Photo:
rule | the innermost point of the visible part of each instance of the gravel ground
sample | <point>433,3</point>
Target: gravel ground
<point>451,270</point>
──────
Please write out every line of the listing above as a JSON list of strings, one string per line, leaving out any blank lines.

[
  "Photo:",
  "rule | the innermost point of the visible part of each instance of the gravel ground",
  "sample | <point>433,3</point>",
  "Target: gravel ground",
  "<point>451,270</point>"
]